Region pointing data
━━━━━━━━━━━━━━━━━━━━━━━━━━━━━━

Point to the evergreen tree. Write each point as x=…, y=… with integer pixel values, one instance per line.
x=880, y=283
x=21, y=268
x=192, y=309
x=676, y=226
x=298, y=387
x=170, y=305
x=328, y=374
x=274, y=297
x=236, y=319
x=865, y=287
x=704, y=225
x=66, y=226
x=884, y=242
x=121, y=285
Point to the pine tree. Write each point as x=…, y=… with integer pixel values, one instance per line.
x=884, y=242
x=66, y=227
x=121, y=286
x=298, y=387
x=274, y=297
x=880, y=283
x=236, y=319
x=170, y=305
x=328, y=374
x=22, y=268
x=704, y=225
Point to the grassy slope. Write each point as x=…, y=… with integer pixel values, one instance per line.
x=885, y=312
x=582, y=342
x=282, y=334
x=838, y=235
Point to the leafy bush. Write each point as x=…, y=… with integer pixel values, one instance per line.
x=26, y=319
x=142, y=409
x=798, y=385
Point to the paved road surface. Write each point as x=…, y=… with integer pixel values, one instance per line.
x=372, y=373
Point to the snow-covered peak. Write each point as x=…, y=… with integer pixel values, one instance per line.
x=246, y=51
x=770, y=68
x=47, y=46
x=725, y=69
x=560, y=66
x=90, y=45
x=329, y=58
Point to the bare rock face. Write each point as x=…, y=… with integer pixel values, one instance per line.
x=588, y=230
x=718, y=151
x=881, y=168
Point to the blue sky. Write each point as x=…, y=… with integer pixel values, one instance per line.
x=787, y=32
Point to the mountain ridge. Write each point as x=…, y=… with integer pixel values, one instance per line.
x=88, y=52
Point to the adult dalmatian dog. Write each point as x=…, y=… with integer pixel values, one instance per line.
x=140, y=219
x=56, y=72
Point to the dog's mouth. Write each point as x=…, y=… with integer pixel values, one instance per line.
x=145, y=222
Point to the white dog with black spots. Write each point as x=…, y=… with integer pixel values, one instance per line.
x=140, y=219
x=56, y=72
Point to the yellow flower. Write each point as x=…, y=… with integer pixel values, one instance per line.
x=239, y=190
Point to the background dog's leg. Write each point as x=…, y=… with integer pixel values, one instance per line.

━━━━━━━━━━━━━━━━━━━━━━━━━━━━━━

Problem details - Beginning from the line that contains "Point to the mountain", give each line again exactly, through the final line of the records.

Answer area -
Point to the mountain ridge. Write each point as x=…, y=… with integer pixel values, one instance per line.
x=88, y=52
Point to the adult dalmatian dog. Write each point as x=…, y=… with integer pixel values, one instance per line.
x=140, y=219
x=56, y=72
Point to the dog's mouth. Write each point as x=…, y=… with integer pixel values, one instance per line.
x=145, y=222
Point to the white dog with black spots. Write each point as x=…, y=… with integer pixel values, one instance per line.
x=140, y=219
x=56, y=72
Point to the yellow flower. Write each point as x=…, y=… with integer pixel values, one instance per line.
x=239, y=190
Point to the background dog's leg. Write each point as x=…, y=… with integer pixel values, one instance per line.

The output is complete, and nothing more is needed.